## AIM
Locate every line in the records that contains the string "stem" and copy each of those lines in full.

━━━

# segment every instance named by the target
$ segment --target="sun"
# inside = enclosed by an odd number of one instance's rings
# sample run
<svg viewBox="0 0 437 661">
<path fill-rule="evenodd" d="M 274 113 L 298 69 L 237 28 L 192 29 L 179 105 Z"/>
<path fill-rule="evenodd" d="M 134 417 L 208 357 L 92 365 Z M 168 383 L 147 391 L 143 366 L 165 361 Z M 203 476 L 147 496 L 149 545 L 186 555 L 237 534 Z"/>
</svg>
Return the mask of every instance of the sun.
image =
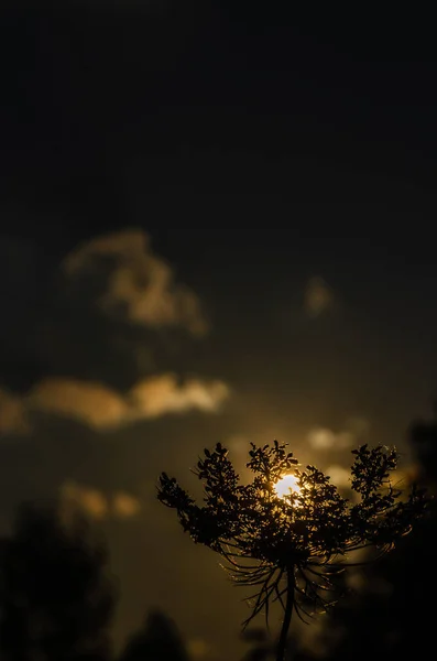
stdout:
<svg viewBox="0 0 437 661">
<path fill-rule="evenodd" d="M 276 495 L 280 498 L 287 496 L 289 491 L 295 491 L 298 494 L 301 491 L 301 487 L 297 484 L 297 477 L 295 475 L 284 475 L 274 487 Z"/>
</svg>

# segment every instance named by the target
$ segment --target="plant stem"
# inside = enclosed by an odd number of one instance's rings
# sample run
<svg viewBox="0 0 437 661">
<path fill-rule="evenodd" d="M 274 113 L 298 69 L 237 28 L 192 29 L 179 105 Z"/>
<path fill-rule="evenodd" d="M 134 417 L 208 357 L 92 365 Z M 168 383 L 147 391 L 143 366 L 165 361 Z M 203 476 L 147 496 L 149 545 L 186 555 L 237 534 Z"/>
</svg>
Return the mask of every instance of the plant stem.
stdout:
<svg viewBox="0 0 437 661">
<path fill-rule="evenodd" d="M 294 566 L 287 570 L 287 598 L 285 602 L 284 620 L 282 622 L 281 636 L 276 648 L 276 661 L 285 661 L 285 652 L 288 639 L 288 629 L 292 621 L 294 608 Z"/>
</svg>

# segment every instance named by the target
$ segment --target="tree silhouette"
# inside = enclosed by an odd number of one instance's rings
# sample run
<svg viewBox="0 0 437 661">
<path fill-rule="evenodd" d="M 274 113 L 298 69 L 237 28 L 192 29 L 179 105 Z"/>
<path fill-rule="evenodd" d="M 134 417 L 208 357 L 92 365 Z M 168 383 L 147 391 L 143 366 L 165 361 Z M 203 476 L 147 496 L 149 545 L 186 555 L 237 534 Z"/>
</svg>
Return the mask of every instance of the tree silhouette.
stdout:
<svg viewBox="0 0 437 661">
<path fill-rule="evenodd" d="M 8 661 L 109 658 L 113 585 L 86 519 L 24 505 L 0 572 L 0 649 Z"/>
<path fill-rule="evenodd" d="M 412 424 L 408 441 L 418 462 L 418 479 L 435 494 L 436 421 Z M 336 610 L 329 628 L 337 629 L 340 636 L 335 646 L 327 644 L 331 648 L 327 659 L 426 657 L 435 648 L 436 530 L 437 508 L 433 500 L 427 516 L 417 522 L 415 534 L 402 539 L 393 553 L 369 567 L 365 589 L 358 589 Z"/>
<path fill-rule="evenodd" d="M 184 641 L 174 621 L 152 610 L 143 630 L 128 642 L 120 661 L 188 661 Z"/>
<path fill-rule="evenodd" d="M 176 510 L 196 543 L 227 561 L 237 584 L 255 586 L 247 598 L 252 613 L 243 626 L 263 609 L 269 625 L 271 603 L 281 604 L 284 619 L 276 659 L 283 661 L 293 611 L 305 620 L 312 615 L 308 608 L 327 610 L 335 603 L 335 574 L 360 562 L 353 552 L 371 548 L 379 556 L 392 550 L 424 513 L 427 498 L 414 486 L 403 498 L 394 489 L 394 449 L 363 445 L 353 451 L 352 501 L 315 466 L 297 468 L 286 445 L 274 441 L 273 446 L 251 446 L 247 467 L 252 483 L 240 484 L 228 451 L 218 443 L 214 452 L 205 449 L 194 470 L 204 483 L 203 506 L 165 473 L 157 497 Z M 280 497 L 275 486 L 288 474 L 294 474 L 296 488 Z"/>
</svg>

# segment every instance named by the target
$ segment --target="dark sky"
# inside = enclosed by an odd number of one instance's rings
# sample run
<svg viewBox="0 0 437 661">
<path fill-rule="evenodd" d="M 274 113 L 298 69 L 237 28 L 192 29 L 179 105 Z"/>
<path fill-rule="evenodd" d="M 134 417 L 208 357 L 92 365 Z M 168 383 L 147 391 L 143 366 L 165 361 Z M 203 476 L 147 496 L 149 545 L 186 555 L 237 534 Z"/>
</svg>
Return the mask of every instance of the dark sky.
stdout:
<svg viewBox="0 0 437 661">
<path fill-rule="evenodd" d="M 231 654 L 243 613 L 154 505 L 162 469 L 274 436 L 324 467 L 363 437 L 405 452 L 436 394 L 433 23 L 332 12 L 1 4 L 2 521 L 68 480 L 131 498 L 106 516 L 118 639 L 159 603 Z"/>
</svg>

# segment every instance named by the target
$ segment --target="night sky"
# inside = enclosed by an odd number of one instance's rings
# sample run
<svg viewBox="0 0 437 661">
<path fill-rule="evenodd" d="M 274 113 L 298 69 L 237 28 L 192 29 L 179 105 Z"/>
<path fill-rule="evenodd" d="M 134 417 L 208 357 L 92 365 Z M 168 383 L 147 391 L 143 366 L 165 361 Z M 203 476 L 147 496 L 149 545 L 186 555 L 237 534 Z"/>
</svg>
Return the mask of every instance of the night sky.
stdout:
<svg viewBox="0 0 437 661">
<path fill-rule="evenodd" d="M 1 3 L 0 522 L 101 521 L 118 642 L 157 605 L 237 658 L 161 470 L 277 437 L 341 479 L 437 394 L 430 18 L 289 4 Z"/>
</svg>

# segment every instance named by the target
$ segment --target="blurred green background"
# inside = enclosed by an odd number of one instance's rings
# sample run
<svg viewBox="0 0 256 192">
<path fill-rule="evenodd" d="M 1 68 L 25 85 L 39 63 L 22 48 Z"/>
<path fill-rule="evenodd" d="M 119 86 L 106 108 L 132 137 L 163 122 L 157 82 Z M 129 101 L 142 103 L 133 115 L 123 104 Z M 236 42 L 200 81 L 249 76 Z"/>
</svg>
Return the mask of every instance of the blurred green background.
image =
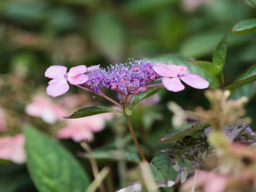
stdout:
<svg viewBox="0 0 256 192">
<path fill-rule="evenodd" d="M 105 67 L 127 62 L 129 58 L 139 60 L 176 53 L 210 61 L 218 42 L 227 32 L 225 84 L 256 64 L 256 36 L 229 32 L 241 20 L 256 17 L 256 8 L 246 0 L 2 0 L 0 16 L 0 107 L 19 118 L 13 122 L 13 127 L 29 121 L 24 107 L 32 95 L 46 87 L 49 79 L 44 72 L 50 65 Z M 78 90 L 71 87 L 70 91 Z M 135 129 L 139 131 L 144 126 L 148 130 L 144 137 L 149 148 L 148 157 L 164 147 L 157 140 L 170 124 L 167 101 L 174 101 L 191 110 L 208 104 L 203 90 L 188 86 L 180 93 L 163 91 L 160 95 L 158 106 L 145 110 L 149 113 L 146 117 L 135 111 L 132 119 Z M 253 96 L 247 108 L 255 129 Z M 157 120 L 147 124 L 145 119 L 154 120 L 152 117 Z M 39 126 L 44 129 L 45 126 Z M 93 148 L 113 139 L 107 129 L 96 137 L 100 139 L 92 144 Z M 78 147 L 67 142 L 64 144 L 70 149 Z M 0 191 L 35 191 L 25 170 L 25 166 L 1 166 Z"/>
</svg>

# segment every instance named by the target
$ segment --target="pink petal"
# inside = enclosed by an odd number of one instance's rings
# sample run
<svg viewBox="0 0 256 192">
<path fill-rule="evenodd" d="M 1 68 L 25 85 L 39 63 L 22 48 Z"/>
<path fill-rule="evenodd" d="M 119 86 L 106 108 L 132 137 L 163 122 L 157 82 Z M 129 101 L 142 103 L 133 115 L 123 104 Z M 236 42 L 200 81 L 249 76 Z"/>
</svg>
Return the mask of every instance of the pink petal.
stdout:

━━━

## ANSWER TO THIS PROBLEM
$ segment --target="plant stem"
Return the mask of every instance of the plant stem.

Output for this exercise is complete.